*記事*.
----

みなさんこんにちは。KEYチームの武永です。

先日とある学生さんから以下のようなメールを貰いました。

武永さんのGebのブログを読んでGebに興味が出てきて
実際に動作させてみたいと思ったのですが、環境構築の仕方が分からず動かせていない状況です。
メールでもブログでもいいのでご助力いただけると幸いです。

詳しく状況を聞いてみると
「いつもはRubyを触っているが、何から手をつけていいのか分からない」
「私がどのような環境で動かしているのか興味がある」との事でした。
こういう連絡が来るとは思っていませんでした。

初歩的な情報でも参考になる方は多いのかなと思ったので今回は環境構築から 公式のサンプルコードの実装と説明の日本語訳 + 簡単なコードの説明を書いていこうと思います。
※英語は得意ではないので訳が100%正しいものとは言えないです。。。

使用する環境

Mac OS X Yosemite
Java8
IntelliJ IDEA14.1 Community Edition

環境構築

さて、さっそく環境構築を進めていきましょう。
とは言っても環境構築自体はGebはGroovyなので全く難しくありません。
※Javaのインストールは省略します。

IntelliJ IDEA14 インストール

既にIntelliJ IDEAがインストールされている方は読み飛ばして大丈夫です。

----

*出典抜粋*.
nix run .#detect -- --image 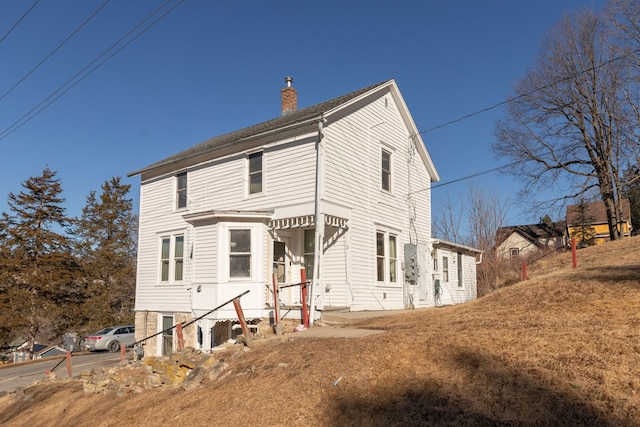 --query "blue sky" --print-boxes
[0,0,603,232]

----

*やること*. Gebの環境構築についての記事から、「初歩的な情報でも参考になる方は多いのかなと思ったので今回は環境構築から 公式のサンプルコードの実装と説明の日本語訳 +」から「さて、さっそく環境構築を進めていきましょう。」までを一字一句変えずに引用する。

*解答*.
初歩的な情報でも参考になる方は多いのかなと思ったので今回は環境構築から 公式のサンプルコードの実装と説明の日本語訳 + 簡単なコードの説明を書いていこうと思います。
※英語は得意ではないので訳が100%正しいものとは言えないです。。。

使用する環境

Mac OS X Yosemite
Java8
IntelliJ IDEA14.1 Community Edition

環境構築

さて、さっそく環境構築を進めていきましょう。